Short documentation of the API

This short document aim at documenting the API used in my SMPyBandits environment, and closing this issue #3.

Code organization

Layout of the code:


UML diagrams

For more details, see these UML diagrams.

Question: How to change the simulations?

To customize the plots

  1. Change the default settings defined in Environment/plotsettings.py.

To change the configuration of the simulations

  1. Change the config file, i.e., configuration.py for single-player simulations, or configuration_multiplayers.py for multi-players simulations.
  2. A good example of a very simple configuration file is given in very_simple_configuration.py`

To change how to results are exploited

  1. Change the main script, i.e., main.py for single-player simulations, main_multiplayers.py for multi-players simulations. Some plots can be disabled or enabled by commenting a few lines, and some options are given as flags (constants in the beginning of the file).
  2. If needed, change, improve or add some methods to the simulation environment class, i.e., Environment.Evaluator for single-player simulations, and Environment.EvaluatorMultiPlayers for multi-players simulations. They use a class to store their simulation result, Environment.Result and Environment.ResultMultiPlayers.

Question: How to add something to this project?

In other words, what’s the API of this project?

For a new arm

  1. Make a new file, e.g., MyArm.py
  2. Save it in Arms/
  3. The file should contain a class of the same name, inheriting from Arms/Arm, e.g., like this class MyArm(Arm): ... (no need for any super call)
  4. This class MyArm has to have at least an __init__(...) method to create the arm object (with or without arguments - named or not); a __str__ method to print it as a string; a draw(t) method to draw a reward from this arm (t is the time, which can be used or not); and should have a mean() method that gives/computes the mean of the arm
  5. Finally, add it to the Arms/__init__.py file: from .MyArm import MyArm
  • For example, use this template:
from .Arm import Arm

class MyArm(Arm):
    def __init__(self, *args, **kwargs):
        # TODO Finish this method that initialize the arm MyArm

    def __str__(self):
        return "MyArm(...)".format('...')  # TODO

    def draw(self, t=None):
        # TODO Simulates a pull of this arm. t might be used, but not necessarily

    def mean(self):
        # TODO Returns the mean of this arm

For a new (single-user) policy

  1. Make a new file, e.g., MyPolicy.py
  2. Save it in Policies/
  3. The file should contain a class of the same name, it can inherit from Policies/IndexPolicy if it is a simple index policy, e.g., like this, class MyPolicy(IndexPolicy): ... (no need for any super call), or simply like class MyPolicy(object): ...
  4. This class MyPolicy has to have at least an __init__(nbArms, ...) method to create the policy object (with or without arguments - named or not), with at least the parameter nbArms (number of arms); a __str__ method to print it as a string; a choice() method to choose an arm (index among 0, ..., nbArms - 1, e.g., at random, or based on a maximum index if it is an index policy); and a getReward(arm, reward) method called when the arm arm gave the reward reward, and finally a startGame() method (possibly empty) which is called when a new simulation is ran.

__TASK DETAILS__.
Rewrite the API documentation, starting at "4. This class MyPolicy" and ending at "simulation is ran.", and replace "startGame()" with "reset()".

__LISTED ENTRIES__.
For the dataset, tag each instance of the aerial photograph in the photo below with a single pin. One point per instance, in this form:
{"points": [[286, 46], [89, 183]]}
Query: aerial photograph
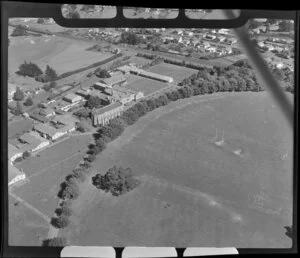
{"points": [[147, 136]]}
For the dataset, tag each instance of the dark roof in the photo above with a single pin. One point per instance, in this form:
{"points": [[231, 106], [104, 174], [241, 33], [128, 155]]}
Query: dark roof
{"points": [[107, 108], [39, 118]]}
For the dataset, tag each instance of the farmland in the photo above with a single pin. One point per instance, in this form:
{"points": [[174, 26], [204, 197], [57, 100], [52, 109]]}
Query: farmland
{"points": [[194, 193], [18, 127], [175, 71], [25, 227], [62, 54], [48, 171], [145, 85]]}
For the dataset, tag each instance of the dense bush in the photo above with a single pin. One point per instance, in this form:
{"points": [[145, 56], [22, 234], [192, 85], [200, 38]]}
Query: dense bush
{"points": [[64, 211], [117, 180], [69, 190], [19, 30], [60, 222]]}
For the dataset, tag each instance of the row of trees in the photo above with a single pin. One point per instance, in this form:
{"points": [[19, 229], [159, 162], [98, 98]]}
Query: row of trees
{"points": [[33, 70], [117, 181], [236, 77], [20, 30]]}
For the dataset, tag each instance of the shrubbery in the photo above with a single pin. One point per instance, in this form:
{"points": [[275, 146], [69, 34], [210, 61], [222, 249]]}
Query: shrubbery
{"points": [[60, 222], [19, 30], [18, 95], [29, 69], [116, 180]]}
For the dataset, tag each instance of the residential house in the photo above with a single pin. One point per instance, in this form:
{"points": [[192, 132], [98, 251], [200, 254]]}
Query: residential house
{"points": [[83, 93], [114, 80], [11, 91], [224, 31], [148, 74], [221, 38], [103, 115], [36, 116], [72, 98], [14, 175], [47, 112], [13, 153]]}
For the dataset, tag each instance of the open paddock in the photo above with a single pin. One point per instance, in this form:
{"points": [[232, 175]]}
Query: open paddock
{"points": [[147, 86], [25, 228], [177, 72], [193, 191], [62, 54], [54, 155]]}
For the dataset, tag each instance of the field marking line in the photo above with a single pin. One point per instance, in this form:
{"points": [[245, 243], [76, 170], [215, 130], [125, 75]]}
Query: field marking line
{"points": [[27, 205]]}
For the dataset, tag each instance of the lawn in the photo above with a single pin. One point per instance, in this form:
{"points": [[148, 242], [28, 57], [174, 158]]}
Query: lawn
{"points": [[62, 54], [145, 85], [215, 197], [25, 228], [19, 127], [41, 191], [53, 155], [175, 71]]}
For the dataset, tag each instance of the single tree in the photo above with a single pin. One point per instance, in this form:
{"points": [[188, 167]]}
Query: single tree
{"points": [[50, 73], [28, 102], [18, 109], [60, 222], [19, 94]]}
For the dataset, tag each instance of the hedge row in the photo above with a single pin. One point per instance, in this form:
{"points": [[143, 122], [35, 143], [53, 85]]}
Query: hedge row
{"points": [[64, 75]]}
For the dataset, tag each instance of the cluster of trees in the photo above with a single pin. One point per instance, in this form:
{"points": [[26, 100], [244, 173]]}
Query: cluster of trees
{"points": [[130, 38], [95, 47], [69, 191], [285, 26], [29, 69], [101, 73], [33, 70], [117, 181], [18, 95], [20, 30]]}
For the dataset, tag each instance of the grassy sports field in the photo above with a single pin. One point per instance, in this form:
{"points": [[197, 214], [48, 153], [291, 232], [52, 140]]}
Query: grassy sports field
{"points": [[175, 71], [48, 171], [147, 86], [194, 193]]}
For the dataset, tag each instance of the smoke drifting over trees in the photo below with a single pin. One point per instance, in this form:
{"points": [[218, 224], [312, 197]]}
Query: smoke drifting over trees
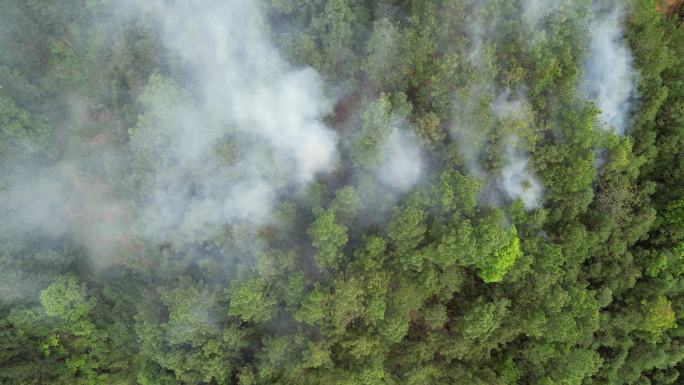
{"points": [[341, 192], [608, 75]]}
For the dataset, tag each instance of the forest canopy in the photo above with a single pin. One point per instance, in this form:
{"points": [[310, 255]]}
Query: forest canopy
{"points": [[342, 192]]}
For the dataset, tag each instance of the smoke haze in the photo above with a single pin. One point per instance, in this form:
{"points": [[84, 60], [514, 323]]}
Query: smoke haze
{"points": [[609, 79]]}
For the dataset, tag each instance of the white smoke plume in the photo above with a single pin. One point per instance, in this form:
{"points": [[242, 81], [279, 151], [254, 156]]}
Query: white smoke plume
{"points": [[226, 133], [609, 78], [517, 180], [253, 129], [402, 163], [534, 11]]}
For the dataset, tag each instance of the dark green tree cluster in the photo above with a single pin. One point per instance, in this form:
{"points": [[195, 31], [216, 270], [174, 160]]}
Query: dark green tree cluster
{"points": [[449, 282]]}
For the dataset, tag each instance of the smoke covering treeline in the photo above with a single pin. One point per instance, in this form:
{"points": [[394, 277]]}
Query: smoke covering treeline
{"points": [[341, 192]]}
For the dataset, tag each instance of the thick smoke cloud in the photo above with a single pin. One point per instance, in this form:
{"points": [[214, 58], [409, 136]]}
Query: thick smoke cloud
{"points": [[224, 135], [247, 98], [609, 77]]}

==

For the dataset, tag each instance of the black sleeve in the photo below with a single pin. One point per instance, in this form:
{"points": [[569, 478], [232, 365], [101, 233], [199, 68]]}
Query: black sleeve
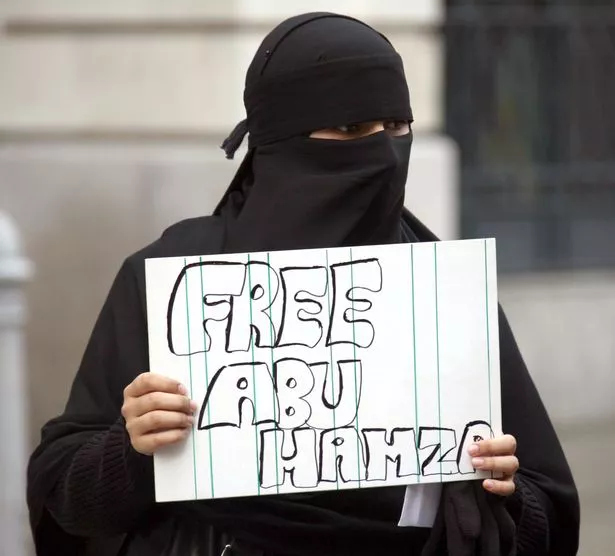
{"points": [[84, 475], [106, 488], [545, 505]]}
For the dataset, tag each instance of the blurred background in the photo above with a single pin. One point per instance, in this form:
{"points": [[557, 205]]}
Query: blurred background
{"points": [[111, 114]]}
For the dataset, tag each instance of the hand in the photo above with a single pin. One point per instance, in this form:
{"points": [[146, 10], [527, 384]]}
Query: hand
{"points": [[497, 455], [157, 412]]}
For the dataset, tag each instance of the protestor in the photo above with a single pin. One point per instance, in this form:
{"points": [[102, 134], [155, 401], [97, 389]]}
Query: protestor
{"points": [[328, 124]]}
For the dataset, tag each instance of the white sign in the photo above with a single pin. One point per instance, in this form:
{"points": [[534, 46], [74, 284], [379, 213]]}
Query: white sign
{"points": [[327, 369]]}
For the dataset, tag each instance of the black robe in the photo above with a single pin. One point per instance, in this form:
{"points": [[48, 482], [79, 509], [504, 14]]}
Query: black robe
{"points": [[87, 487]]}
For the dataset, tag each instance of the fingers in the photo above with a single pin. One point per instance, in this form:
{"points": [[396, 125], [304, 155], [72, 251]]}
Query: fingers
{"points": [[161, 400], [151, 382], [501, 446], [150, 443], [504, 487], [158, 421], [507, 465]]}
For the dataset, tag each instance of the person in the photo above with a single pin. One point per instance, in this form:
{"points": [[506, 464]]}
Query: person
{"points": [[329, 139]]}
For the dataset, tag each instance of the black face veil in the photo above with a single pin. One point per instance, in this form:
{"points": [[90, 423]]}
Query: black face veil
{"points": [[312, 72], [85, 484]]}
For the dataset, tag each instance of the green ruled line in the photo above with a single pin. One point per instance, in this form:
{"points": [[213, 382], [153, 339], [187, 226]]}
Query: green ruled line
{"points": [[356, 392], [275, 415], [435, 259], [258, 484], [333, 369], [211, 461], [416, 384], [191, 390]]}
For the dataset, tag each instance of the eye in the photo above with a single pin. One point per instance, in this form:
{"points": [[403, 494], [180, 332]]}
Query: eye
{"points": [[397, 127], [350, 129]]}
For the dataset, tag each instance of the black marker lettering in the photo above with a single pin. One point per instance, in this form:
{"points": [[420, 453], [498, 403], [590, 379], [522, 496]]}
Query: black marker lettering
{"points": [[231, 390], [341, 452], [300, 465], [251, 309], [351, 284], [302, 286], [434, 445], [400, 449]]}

__EXERCISE SOLUTION__.
4. This class MyPolicy has to have at least an __init__(nbArms, ...) method to create the policy object (with or without arguments - named or not), with at least the parameter nbArms (number of arms); a __str__ method to print it as a string; a choice() method to choose an arm (index among 0, ..., nbArms - 1, e.g., at random, or based on a maximum index if it is an index policy); and a getReward(arm, reward) method called when the arm arm gave the reward reward, and finally a reset() method (possibly empty) which is called when a new simulation is ran.